##### Mahkeme kararı alıntısı
Davalı vekilinin cevap dilekçesinde özetle; Müvekkilinin Genel kredi sözleşmesinde kefil sıfatı ile imzasının bulunmadığını, aile konutu üzerinde tesis edilen ipoteğin ….Aile Mahkemesi kararı tarafından fek edildiğini, ipoteğin resmi senedinin kesin olarak hükümsüz olması sebebi ile davacının hak talep etmesinin mümkün olmadığını, ayrıca Genel Kredi sözleşmesinde kefil sıfatıyla imzası bulunmayan müvekkilinden davacının hak talep etmesinin mümkün olmadığını, davacının gönderdiği ihtarnamedeki bildirim ve ihtarların da müvekkil aleyhinde hiçbir hukuki sonuç doğurmayacağını, kesin hükümsüz ipotek sözleşmesinin başka bir işleme çevrilmesinin mümkün olmadığını, müvekkilinin tacir olmadığını, bu nedenle öncelikle görevsizlik kararı verilerek dosyanın Asliye Hukuk Mahkemesine gönderilmesini, ipotek resmi senedinin kesin hükümsüzlük nedeniyle yok hükmünde olduğuna karar verildiğini, kesin hükümsüz bir sözleşmeye dayanarak takip başlatılmasının hukuka ve yasaya aykırı olduğunu, kesin hükümsüz ipotek sözleşmesinin başka bir işleme çevrilmesinin mümkün olmadığını, icra takibinden sonra ödemeler olduğunu, talep edilen faiz oranlarının fahiş olduğunu, davacının icra inkar tazminatı talebinin haksız olduğunu, alacağın ispat edilmesinin gerektiğini belirterek haksız davanın reddini, davacının %20’den aşağı olmamak üzere kötü niyet tazminatına mahkum edilmesi ile yargılama giderleri ve vekalet ücretinin karşı tarafa yükletilmesine karar verilmesini talep ile cevap verdiği görüldü.
DELİLLER VE GEREKÇE;
Mahkememizin 01/07/2020 tarih ve …. sayılı kararında, “… Mahkememizce yapılan yargılama, taraf beyanları, toplanan deliller ve tüm dosya kapsamına göre; dava davacı alacaklı tarafından davalı borçlu aleyhine İİK. 67 maddesi kapsamında açılan itirazın iptali davasıdır.
##########
▶ Verilen görevler
1. Mahkeme kararı alıntısında davalı vekilinin mahkemeden karar verilmesini istediği hususları sırala.
2. Mahkeme kararı alıntısını kaldığı yerden sürdür.
Ardından gelen malzemenin mahkeme kararı alıntısıyla hiçbir ilgisi yoktur.
##### Veri listesi
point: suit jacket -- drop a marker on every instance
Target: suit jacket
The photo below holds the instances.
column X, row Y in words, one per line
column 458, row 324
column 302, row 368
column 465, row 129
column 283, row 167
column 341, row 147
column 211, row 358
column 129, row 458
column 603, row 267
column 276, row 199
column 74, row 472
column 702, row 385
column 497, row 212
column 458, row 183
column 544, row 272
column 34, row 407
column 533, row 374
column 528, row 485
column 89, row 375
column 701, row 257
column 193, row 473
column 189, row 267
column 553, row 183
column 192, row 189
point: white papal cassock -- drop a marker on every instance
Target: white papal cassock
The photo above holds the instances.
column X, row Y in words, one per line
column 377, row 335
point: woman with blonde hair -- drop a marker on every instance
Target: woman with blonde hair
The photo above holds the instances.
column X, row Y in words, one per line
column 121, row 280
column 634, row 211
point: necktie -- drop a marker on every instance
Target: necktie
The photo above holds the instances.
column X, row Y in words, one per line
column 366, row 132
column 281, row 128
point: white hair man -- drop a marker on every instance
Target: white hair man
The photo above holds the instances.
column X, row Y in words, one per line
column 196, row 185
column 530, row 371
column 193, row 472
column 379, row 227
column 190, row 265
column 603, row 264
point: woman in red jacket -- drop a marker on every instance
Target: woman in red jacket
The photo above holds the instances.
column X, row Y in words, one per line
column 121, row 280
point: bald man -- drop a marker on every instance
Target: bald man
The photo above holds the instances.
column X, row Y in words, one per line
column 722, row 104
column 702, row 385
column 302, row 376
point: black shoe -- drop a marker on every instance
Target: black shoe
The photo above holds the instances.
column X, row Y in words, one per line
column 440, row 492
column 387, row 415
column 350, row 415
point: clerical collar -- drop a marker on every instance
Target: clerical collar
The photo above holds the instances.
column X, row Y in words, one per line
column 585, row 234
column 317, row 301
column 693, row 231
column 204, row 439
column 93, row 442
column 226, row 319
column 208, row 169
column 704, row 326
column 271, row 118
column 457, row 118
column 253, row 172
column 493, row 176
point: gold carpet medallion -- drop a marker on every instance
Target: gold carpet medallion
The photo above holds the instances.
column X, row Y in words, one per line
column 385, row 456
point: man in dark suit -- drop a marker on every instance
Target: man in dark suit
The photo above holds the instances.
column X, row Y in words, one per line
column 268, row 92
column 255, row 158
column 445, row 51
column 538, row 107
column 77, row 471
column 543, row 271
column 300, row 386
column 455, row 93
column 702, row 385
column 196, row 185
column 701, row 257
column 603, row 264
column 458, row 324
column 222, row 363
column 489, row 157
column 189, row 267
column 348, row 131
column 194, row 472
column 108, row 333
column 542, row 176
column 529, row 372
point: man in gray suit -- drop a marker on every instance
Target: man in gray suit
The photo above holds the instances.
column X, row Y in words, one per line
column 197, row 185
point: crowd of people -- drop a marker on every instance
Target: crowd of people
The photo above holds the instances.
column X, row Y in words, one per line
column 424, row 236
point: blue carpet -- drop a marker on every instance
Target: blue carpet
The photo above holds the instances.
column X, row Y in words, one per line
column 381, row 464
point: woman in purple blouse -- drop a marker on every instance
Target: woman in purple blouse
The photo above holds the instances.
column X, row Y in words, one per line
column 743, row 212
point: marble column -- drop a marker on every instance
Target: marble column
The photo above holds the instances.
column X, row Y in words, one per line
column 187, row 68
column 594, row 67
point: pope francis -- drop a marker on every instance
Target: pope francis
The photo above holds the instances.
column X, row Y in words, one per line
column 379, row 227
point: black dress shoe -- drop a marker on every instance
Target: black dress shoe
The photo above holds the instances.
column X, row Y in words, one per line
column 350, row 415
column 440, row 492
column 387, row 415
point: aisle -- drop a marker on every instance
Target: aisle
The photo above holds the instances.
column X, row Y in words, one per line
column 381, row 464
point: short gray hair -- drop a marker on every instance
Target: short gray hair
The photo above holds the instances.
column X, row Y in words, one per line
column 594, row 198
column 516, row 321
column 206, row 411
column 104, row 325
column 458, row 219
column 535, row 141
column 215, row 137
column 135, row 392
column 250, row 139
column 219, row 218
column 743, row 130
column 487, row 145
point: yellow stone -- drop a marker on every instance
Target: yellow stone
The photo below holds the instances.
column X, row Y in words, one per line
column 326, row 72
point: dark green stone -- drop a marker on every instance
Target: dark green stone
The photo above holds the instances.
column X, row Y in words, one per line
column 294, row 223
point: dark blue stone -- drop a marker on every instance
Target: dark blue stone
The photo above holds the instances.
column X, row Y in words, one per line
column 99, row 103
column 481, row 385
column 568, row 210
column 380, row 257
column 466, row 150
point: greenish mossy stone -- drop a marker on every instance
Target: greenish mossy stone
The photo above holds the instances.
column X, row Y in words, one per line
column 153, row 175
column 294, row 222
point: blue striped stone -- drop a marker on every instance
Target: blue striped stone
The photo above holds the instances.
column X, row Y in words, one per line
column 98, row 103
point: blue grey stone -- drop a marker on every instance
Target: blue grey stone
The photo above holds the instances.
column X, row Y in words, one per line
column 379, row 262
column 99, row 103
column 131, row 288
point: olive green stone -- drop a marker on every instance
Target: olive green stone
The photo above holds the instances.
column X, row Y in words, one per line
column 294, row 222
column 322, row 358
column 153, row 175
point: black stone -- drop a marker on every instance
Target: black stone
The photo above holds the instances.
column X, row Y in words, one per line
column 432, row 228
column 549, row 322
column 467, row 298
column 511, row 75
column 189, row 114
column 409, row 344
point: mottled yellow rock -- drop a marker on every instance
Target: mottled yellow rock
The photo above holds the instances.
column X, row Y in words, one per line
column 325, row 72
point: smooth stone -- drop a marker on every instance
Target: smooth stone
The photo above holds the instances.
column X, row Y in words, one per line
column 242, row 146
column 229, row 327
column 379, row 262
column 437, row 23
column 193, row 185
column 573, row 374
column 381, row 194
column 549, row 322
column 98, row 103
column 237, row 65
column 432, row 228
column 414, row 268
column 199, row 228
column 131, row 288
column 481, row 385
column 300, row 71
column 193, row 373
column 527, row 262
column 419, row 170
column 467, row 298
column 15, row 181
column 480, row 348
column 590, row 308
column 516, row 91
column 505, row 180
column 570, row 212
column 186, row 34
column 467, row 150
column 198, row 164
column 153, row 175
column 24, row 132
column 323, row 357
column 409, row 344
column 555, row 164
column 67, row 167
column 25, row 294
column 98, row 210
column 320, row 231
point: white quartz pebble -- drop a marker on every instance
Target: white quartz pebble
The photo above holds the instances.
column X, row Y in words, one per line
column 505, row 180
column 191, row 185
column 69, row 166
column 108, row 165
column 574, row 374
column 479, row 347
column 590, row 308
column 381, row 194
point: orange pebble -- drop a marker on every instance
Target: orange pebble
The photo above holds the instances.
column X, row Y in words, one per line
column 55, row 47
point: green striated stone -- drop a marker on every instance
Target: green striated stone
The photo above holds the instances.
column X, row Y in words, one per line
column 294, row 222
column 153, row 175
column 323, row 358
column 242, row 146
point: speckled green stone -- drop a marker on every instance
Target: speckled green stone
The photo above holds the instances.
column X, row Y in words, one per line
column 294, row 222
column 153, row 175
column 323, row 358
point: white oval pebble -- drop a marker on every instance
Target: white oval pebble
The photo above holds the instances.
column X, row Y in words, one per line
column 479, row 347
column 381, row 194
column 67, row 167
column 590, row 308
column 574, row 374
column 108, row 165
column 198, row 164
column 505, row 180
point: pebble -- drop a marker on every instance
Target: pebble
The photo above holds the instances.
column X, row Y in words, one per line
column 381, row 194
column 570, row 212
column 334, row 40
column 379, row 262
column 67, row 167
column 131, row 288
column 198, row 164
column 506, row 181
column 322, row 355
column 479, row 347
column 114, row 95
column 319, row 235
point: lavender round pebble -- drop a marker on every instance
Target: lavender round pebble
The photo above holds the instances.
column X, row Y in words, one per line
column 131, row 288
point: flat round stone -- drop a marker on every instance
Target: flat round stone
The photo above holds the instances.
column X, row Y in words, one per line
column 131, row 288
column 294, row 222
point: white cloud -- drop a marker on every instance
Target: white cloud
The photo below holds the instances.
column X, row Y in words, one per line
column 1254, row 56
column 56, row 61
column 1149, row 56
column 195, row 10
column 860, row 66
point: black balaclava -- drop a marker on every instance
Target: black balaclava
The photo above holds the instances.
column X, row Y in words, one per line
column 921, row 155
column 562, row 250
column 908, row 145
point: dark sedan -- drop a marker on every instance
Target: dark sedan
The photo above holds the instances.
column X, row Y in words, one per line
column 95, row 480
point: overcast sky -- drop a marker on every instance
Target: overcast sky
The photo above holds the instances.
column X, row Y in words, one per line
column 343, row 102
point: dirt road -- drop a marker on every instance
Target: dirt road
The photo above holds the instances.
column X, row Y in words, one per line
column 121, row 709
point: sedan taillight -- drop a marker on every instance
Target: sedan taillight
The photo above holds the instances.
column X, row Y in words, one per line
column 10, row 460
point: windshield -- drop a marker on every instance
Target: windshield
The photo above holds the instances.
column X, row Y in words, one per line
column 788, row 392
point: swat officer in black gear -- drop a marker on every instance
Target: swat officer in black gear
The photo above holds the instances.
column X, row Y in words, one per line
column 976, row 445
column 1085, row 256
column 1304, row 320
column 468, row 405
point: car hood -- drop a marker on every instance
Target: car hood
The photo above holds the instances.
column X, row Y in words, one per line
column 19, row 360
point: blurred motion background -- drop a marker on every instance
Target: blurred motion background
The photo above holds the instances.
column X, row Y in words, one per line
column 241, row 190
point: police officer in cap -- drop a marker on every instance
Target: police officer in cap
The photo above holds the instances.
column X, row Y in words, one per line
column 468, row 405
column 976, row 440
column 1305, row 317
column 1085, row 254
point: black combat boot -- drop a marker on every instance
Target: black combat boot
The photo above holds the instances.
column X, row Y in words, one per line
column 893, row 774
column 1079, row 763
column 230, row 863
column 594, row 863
##########
▶ Görev sonuçları
1.
- Öncelikle görevsizlik kararı verilerek dosyanın Asliye Hukuk Mahkemesine gönderilmesi
- Haksız davanın reddi
- Davacının %20'den aşağı olmamak üzere kötü niyet tazminatına mahkum edilmesi
- Yargılama giderleri ve vekalet ücretinin karşı tarafa yükletilmesi

2.
….İcra Müdürlüğü’nün … Esas sayılı dosyasının incelenmesinde; davacı şirket tarafından davalı aleyhine başlatılan takibin 166.267,24-TL. ilamsız icra takibi olduğu, davalı tarafça süresinde yapılan itiraz neticesinde takibin durdurulmasına karar verildiği anlaşılmıştır.
Emekli Banka Müdürü … tarafından hazırlanan 07/09/2018 tarihli kök raporda; Takip tarihi 14/12/2016 itibariyle davacı bankanın dava dışı asıl borçlu …’den Ticari Krediden kaynaklanan 17.053.25-TL asıl alacak, 15.256.86-TL işlemiş temerrüt faizi, 762.84-TL, %5 BSMV olmak üzere toplam 33.072.95-TL alacak talebinde bulunabileceğini, hesaplamalarımızı aşan 133.194.30-TL (166.267,25-TL- 33.072,95-TL) yönünden davacı banka talebinin yerinde olmadığını, borç tamamen ödeninceye kadar ticari kredilerden kaynaklanan asıl alacak tutarı olan 17.053.25-TL, üzerinden yıllık %22.32 temerrüt faizi ile bu faizin %5 gider vergisi ile birlikte “tahsilde tekerrür” olmamak kaydıyla, ipotek borçlusundan talep edebileceğini, borç tamamen ödeninceye kadar asıl alacak tutarı 17.053.25-TL üzerinden yıllık 15.256,86-TL işlemiş temerrüt faizi, 762,84-TL %5 BSMV olmak üzere toplam 33.072,95-TL davacı alacağından borç tamamen ödeninceye kadar asıl alacak tutarı 17.053,25-TL üzerinden yıllık %22.32 temerrüt faizi ile bu faizin %5 gider vergisi ile birlikte “tahsilde tekerrür” olmamak kaybıyla ipotek borçlusu …’ın da sorumlu olduğunu belirtmiştir.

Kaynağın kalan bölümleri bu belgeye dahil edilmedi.